◆ **Input material**
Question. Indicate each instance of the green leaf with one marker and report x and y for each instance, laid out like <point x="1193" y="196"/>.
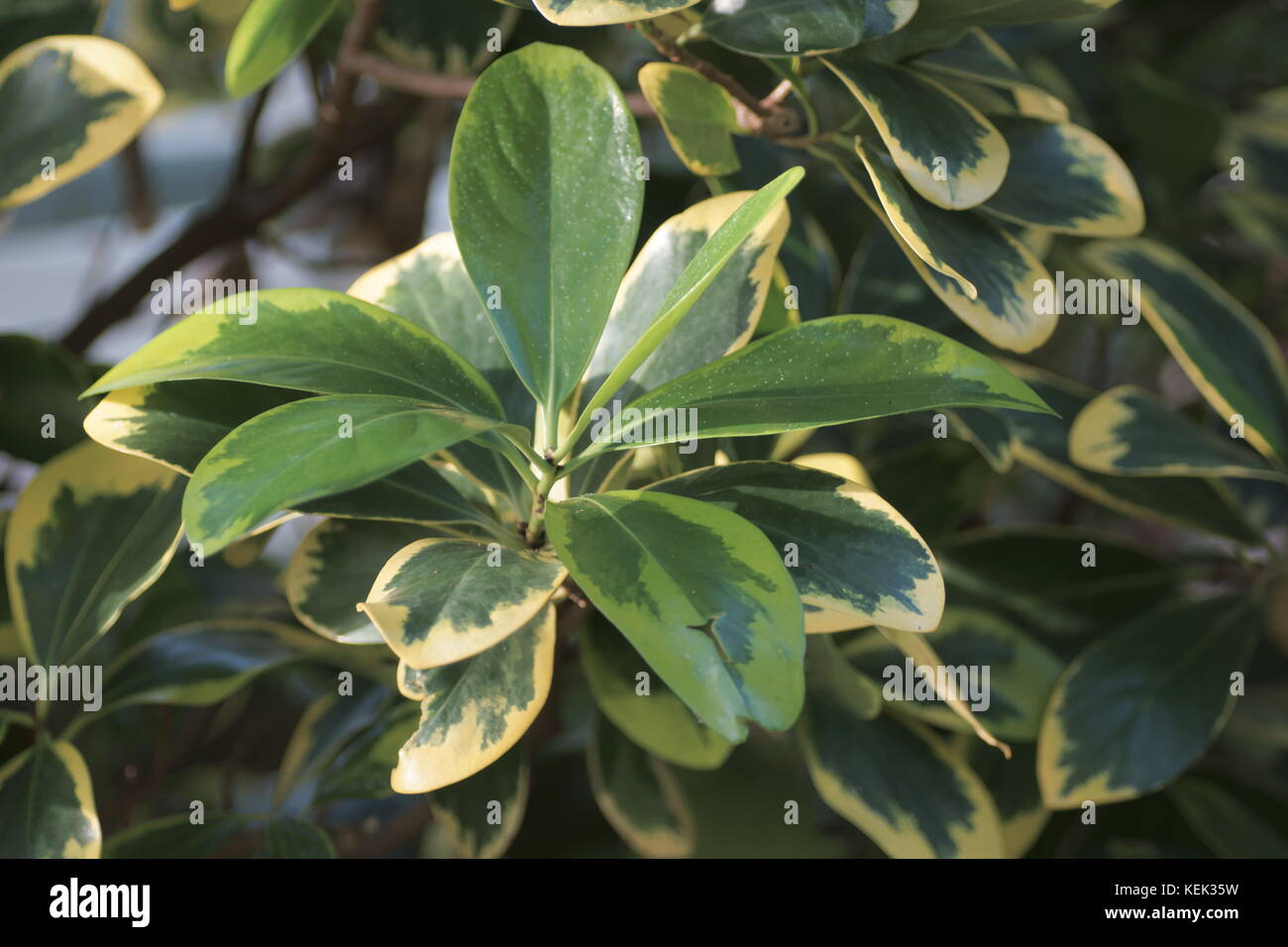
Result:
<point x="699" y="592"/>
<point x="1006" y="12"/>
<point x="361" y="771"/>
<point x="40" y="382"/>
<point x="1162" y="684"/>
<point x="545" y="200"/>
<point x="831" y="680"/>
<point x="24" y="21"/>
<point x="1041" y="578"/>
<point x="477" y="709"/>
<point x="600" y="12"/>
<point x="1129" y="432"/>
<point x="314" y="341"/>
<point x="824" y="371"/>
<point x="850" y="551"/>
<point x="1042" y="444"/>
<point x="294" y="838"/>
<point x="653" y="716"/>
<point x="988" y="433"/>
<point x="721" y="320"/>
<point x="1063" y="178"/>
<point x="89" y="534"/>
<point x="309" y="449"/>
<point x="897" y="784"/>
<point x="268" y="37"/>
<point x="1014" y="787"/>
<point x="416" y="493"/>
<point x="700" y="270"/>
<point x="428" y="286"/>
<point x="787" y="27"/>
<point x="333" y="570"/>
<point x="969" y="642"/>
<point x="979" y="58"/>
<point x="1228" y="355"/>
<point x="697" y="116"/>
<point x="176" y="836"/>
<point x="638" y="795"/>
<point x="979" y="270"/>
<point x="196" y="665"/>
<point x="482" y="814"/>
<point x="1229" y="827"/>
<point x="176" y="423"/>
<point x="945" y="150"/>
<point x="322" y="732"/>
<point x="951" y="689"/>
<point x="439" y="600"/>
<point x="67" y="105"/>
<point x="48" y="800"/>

◆ **The request**
Copy out every line of the items above word for word, leaving out the pictures.

◆ **Final answer**
Question. Indicate each instance of the green leaf with one marker and report x and y for each instance, laid out like <point x="1193" y="196"/>.
Result:
<point x="699" y="592"/>
<point x="1006" y="12"/>
<point x="361" y="771"/>
<point x="40" y="382"/>
<point x="1162" y="684"/>
<point x="545" y="200"/>
<point x="831" y="680"/>
<point x="24" y="21"/>
<point x="1041" y="578"/>
<point x="477" y="709"/>
<point x="600" y="12"/>
<point x="1129" y="432"/>
<point x="314" y="341"/>
<point x="824" y="371"/>
<point x="850" y="551"/>
<point x="1042" y="444"/>
<point x="294" y="838"/>
<point x="653" y="716"/>
<point x="988" y="433"/>
<point x="721" y="320"/>
<point x="1063" y="178"/>
<point x="89" y="534"/>
<point x="309" y="449"/>
<point x="897" y="784"/>
<point x="268" y="37"/>
<point x="1014" y="787"/>
<point x="416" y="493"/>
<point x="700" y="270"/>
<point x="428" y="286"/>
<point x="787" y="27"/>
<point x="333" y="570"/>
<point x="969" y="642"/>
<point x="979" y="58"/>
<point x="1228" y="355"/>
<point x="697" y="116"/>
<point x="176" y="836"/>
<point x="638" y="795"/>
<point x="979" y="270"/>
<point x="196" y="665"/>
<point x="482" y="814"/>
<point x="1229" y="827"/>
<point x="176" y="423"/>
<point x="945" y="150"/>
<point x="322" y="732"/>
<point x="951" y="689"/>
<point x="439" y="600"/>
<point x="67" y="105"/>
<point x="48" y="800"/>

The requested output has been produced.